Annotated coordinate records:
+-------+

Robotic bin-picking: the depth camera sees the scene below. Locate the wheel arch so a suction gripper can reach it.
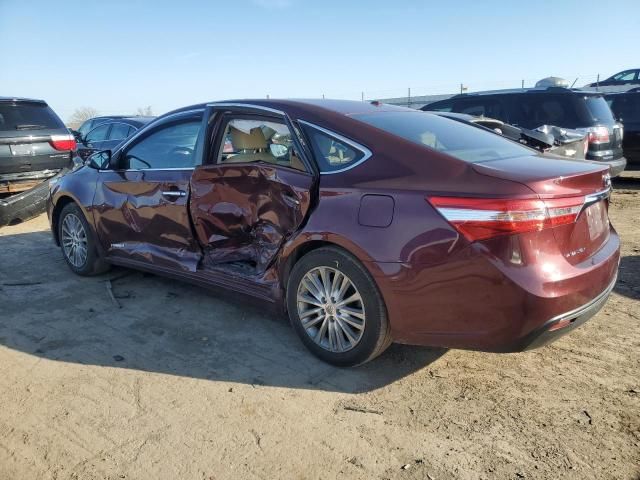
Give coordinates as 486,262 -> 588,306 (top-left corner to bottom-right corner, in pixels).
279,233 -> 380,292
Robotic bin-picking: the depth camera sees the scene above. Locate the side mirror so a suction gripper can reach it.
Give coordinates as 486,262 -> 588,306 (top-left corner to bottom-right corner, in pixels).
69,128 -> 82,142
269,143 -> 289,158
84,150 -> 111,170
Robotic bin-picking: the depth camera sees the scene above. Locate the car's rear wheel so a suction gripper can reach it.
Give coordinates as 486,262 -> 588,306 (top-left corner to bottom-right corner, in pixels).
287,247 -> 391,367
58,203 -> 109,276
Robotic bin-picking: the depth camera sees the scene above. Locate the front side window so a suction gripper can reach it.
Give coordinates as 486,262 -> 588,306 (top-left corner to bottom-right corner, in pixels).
352,111 -> 535,163
124,120 -> 201,170
85,125 -> 110,143
218,117 -> 306,171
109,123 -> 130,140
303,124 -> 367,173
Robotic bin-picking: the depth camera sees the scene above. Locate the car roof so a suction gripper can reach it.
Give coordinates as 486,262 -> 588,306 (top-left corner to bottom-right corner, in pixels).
440,87 -> 603,103
0,97 -> 47,105
604,87 -> 640,98
95,116 -> 156,128
163,98 -> 419,121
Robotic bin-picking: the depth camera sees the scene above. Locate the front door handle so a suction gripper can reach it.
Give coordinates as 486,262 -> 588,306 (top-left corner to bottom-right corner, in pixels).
162,190 -> 187,198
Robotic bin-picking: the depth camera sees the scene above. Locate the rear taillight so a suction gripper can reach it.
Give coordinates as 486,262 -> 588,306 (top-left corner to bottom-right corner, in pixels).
427,197 -> 585,241
49,135 -> 76,150
587,127 -> 609,143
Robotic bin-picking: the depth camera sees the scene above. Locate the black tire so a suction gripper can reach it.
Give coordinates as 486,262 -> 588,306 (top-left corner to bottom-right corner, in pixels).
58,203 -> 111,277
286,247 -> 392,367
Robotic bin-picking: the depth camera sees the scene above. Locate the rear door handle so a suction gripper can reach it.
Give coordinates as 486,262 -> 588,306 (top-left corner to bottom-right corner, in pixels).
284,192 -> 300,205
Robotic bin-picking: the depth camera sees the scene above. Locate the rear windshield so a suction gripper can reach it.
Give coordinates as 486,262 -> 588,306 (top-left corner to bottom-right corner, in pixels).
586,96 -> 615,123
353,111 -> 534,162
0,103 -> 64,132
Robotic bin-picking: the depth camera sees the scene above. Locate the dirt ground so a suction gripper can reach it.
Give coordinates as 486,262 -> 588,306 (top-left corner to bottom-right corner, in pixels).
0,175 -> 640,480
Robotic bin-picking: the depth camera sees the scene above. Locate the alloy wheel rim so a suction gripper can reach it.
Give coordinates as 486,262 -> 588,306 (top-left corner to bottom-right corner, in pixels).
62,213 -> 87,268
297,266 -> 366,353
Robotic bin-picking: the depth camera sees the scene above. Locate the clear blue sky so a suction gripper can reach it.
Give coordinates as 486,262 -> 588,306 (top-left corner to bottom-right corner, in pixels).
0,0 -> 640,120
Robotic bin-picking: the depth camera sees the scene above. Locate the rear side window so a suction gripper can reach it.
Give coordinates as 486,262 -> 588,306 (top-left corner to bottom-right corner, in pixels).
85,124 -> 109,142
513,94 -> 590,128
352,111 -> 534,163
455,98 -> 504,120
0,103 -> 64,132
611,93 -> 640,123
585,96 -> 615,123
109,123 -> 130,140
303,123 -> 371,173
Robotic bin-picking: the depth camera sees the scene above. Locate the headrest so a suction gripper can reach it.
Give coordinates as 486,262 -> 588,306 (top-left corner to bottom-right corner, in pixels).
229,126 -> 267,150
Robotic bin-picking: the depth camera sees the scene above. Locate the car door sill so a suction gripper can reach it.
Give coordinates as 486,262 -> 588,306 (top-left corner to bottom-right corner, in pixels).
106,257 -> 279,303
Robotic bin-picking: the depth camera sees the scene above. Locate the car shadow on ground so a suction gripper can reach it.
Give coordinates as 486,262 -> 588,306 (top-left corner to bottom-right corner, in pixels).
614,255 -> 640,300
0,232 -> 446,393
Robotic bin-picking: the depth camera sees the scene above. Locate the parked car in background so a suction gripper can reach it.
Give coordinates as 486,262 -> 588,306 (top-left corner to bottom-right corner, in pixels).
422,87 -> 627,176
433,112 -> 589,160
0,97 -> 76,226
605,89 -> 640,169
76,117 -> 156,160
585,68 -> 640,87
72,115 -> 132,140
48,100 -> 620,366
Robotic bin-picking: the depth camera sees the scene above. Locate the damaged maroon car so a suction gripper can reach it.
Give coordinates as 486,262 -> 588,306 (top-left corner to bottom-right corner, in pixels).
48,100 -> 619,366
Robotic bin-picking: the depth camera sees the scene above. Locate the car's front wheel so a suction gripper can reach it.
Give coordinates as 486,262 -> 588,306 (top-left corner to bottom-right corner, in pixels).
287,247 -> 391,367
58,203 -> 109,276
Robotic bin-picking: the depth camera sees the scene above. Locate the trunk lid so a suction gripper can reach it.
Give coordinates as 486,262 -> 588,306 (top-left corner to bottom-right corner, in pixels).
473,156 -> 611,264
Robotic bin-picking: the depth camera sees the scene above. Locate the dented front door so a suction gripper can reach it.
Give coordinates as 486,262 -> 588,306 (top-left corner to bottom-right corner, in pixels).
94,168 -> 200,271
190,162 -> 313,273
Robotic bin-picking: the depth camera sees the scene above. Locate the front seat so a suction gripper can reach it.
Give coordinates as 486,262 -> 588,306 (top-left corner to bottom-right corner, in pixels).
224,126 -> 276,163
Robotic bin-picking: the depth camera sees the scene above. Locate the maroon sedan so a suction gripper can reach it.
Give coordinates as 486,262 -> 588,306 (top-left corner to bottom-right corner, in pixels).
48,100 -> 620,366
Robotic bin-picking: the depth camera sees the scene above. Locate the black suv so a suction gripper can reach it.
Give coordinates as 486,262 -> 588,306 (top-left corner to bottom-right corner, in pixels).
0,97 -> 76,226
422,87 -> 627,176
605,88 -> 640,170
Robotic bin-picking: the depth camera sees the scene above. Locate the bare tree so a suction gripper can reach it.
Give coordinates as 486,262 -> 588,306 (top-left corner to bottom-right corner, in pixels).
67,107 -> 98,129
136,105 -> 153,117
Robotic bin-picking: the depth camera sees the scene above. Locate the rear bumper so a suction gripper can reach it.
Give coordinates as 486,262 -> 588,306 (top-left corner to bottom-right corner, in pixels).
513,275 -> 618,352
370,229 -> 620,352
0,175 -> 57,227
588,157 -> 627,177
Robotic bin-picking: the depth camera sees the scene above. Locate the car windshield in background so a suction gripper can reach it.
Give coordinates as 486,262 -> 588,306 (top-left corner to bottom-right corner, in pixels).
585,96 -> 615,123
353,111 -> 534,162
0,103 -> 64,132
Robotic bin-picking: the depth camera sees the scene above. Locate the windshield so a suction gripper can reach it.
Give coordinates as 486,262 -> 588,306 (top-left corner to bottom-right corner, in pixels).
0,103 -> 64,132
353,111 -> 534,162
585,96 -> 615,123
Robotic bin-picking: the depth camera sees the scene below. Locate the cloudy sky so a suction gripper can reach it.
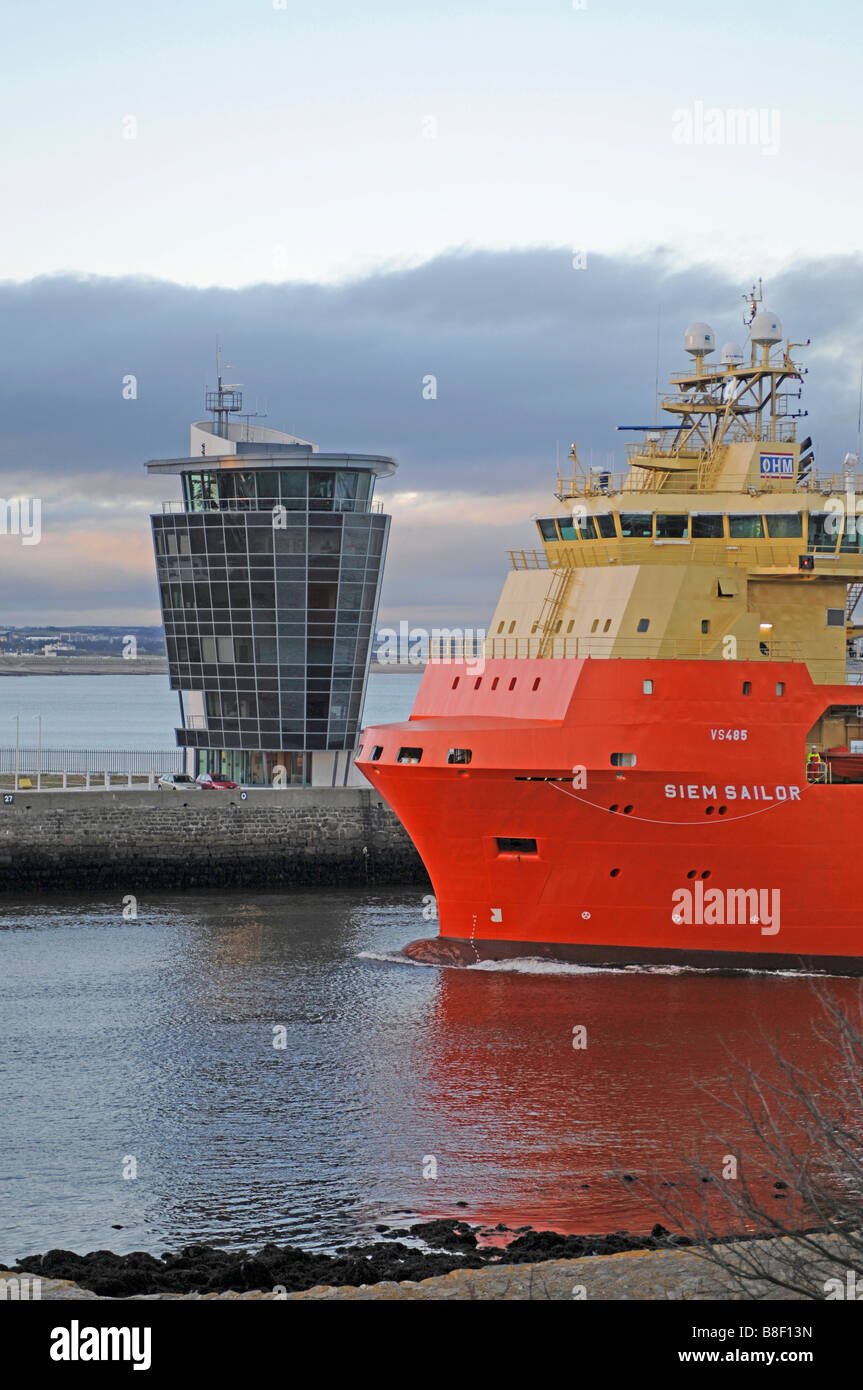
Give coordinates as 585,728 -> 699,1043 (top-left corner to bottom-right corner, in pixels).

+-------+

• WRITTEN TASK: Rewrite all of the lines above, swapping "suction gripper" for "vacuum gripper" wherever it appears and keeping everything else the same. Leave out the pictures.

• SOLUTION BELOW:
Robotic bin-picking: the depth camera sees the scene below. Locate the wheel arch so a vacuum gripper can reach it.
Give coordinates as 486,262 -> 588,306 (top-left corner to bottom-right corner, in pixels).
279,233 -> 380,292
Robotic bin-picking: the depth camera sees the scene above. Locate the side mirror so a vacuum gripper can reach it.
Give coordinates as 486,262 -> 588,306 (top-left corner to bottom-right corner, in pixels).
69,128 -> 82,142
269,143 -> 289,158
84,150 -> 111,170
Robotic bin-picking: the depth camera sees the scene above. Locate the car's rear wheel so a vacuum gripper can reach it.
Give coordinates as 486,262 -> 588,306 (top-left corner to bottom-right corner, in pixels).
287,247 -> 391,367
58,203 -> 109,276
Robotic bin-picking: the depth camera sees the scene above. Locate the front side window so a vacuum gripper can reach it.
Give coordinates as 486,262 -> 588,306 (top-left corner to bottom-right corner, in pixels).
352,111 -> 535,163
124,120 -> 201,170
85,125 -> 110,143
218,117 -> 306,171
109,123 -> 130,140
303,124 -> 367,173
Robotic bin-picking: the depth camera sees the scene above. Locate the car roof so a vacuum gripper can reach it.
Give coordinates as 486,262 -> 588,306 (top-left corner to bottom-right corner, in pixels).
440,87 -> 603,103
0,97 -> 47,105
604,87 -> 640,98
95,116 -> 156,128
163,98 -> 419,121
Robotic bin-picking: the depth camera sees the scene above. Locate the front door handle so a vacuum gripper can reach it.
Give coordinates as 486,262 -> 588,306 (top-left corner to bottom-right corner, in pixels).
162,190 -> 187,198
Robotic bin-picking: the depth camera sees the scene above. Locate the rear taillight so a vacuum gripper can reach it.
Give coordinates as 486,262 -> 588,306 (top-left corner to bottom-right corner, in pixels).
427,197 -> 585,241
49,135 -> 76,150
587,127 -> 609,143
Robotic bin-picking: the depth camera sees the scene above. Locate the black tire so a vacuum gripper can reach it.
Give coordinates as 486,262 -> 588,306 (top-left corner to bottom-right corner, in pixels).
58,203 -> 111,277
286,247 -> 392,367
Robotic bin-picking: the depth camera sees the scene above. Locate the rear door handle so a vacuum gripper can reach it.
Give coordinates as 486,262 -> 588,306 (top-left corner to bottom-right corner, in pixels).
284,192 -> 300,205
Robotic bin-picking: the depth camera sees the scene above. Locate the rear windshield so a vacuum gripper can reach it.
Give coordinates as 486,262 -> 588,306 (top-left corner to bottom-right corner, in pixels).
586,96 -> 615,123
353,111 -> 534,162
0,103 -> 64,132
Robotic bin-picking: the depth camera sees the scene above. Locate the dirt ground so a vacuum gripper can reach it.
Give coordinates as 486,262 -> 588,306 (top-left corner to bottom-right corner, in pixels).
0,175 -> 640,480
Robotic bin-picking: the depth camera sees the scene above. Locate the alloy wheel rim so a vacuum gripper can reach it.
Give coordinates as 486,262 -> 588,306 (top-left corner to bottom-right corner, in pixels).
62,213 -> 87,268
297,266 -> 366,353
Robotic bin-picking: the depth camera sees the scene above. Locate the clear blue sky so a vacuum gripper can reach it.
Give coordinates as 486,262 -> 588,306 (top-left corner to bottom-right corner, in pixels).
0,0 -> 640,120
Robotic bin-picking: the depth camera sees the scene above. Locate the rear side window so a vacuum gripper can reach it.
Give coordinates as 486,262 -> 588,306 (top-left corner to bottom-right corner, in pixels).
85,124 -> 109,142
513,94 -> 590,128
352,111 -> 534,163
455,98 -> 504,120
0,103 -> 64,132
611,93 -> 640,123
585,96 -> 615,123
109,123 -> 130,140
303,123 -> 371,173
Robotic bin-picking: the depth camera sees the scene above. Locate the headrest so a vacuum gripper can reach it.
Give coordinates as 486,262 -> 588,306 (top-left corner to bottom-right corner, in pixels).
229,126 -> 267,150
Robotic bin-picking: the depth camera sees the scene above. Locate the car door sill so a vacuum gripper can reach it.
Give coordinates as 486,262 -> 588,306 (top-left corner to bottom-right corner, in pixels).
106,257 -> 279,303
Robotic bin-picking: the depth camera sees the scene above. Locate the car shadow on ground so a vacuum gripper can reach it.
Give coordinates as 486,262 -> 588,306 (top-left corner to bottom-right corner, in pixels).
614,255 -> 640,300
0,232 -> 446,393
Robotic bin-picking: the depth camera sees the scene above. Locate the parked car in background so a vacuum gripper can reach it.
Give coordinates as 486,262 -> 588,306 (top-left corner to bottom-right corner, in pixels).
422,87 -> 627,176
433,112 -> 589,160
0,97 -> 76,226
605,89 -> 640,169
76,117 -> 156,160
585,68 -> 640,87
72,115 -> 132,140
48,100 -> 620,366
Robotic bin-picking: the depth camera sees the scene above. Locate the damaged maroon car so a vacuum gripper can reach it.
Give coordinates as 486,262 -> 588,306 (top-left corner to bottom-right corner, in pixels).
48,100 -> 619,366
Robotic bin-picking: the depth camera sees the scene above. Locate the car's front wheel so a vacuum gripper can reach it.
Give coordinates as 486,262 -> 588,306 (top-left corner to bottom-right corner, in pixels).
287,247 -> 391,367
58,203 -> 109,276
Robotic bin-picking: the depth camera sees the scene above. Locate the trunk lid so a vacuum gripper can reach it.
Give coordinates as 486,262 -> 588,306 (top-left corner to bottom-right corner, in pixels).
473,156 -> 611,264
Robotic bin-picking: the depth camera sees the scene above. Locate the dented front door so a vacuum gripper can reach it.
Give coordinates as 486,262 -> 588,306 (top-left corner to bottom-right corner, in pixels).
94,168 -> 200,271
190,162 -> 313,273
Robotic bin-picking: the depth camera sees the scene above. Locate the front seat so a vacuum gripper can reach it.
Give coordinates as 486,262 -> 588,306 (top-left corner to bottom-right corner, in pixels).
224,126 -> 276,163
Robotic bin-picking: the depth camera sees the scene above. Locate the maroon sedan so a vacuum gripper can reach it.
Give coordinates as 486,262 -> 588,306 (top-left corner to bottom-right corner, in pixels).
48,100 -> 620,366
Robotic bin-picking: the depth camera sees the scene above. Locate the black suv so a vacuum gripper can reach it.
Give coordinates as 486,262 -> 588,306 (top-left corner to bottom-right corner, in pixels).
0,97 -> 76,226
422,87 -> 627,176
605,88 -> 640,170
Robotic bin-picking: the depth camera sees the scene above. Locate the bare tree so a vacuum gripper can reach it.
Give coordinates as 486,262 -> 588,306 (top-left corner to bottom-right corner, in pixels).
67,107 -> 98,129
136,105 -> 153,117
Robotic bin-picking: the depth camera sees the scene above. Locate the rear bumper so a vacuum gripper can reach it.
Give coordinates as 486,262 -> 588,306 (top-left corner to bottom-right corner, in pixels).
513,275 -> 618,352
370,229 -> 620,352
0,175 -> 57,227
588,157 -> 627,177
Robotic bin-picking: the depth camera sees the scene above. Locate the car windshield in background so a vacuum gripper can reach it.
Give coordinates as 486,262 -> 588,306 (top-left corner to bottom-right corner, in pixels).
585,96 -> 615,123
353,111 -> 534,162
0,103 -> 64,132
Robotic bin-picking: the depth camera sees the scene above. Locate the windshield so a vacuum gripper can reach it.
Give coordinates as 486,262 -> 588,306 (top-left corner to bottom-right corner, in pixels).
0,103 -> 64,132
353,111 -> 534,162
585,96 -> 615,123
Robotic bin-picking: the depth camera sees the scene below. Locate the cloudy sky so a vacuum gripper can reach it.
Give coordinates as 585,728 -> 699,1043 (top-left corner to bottom-right corner, in pixels).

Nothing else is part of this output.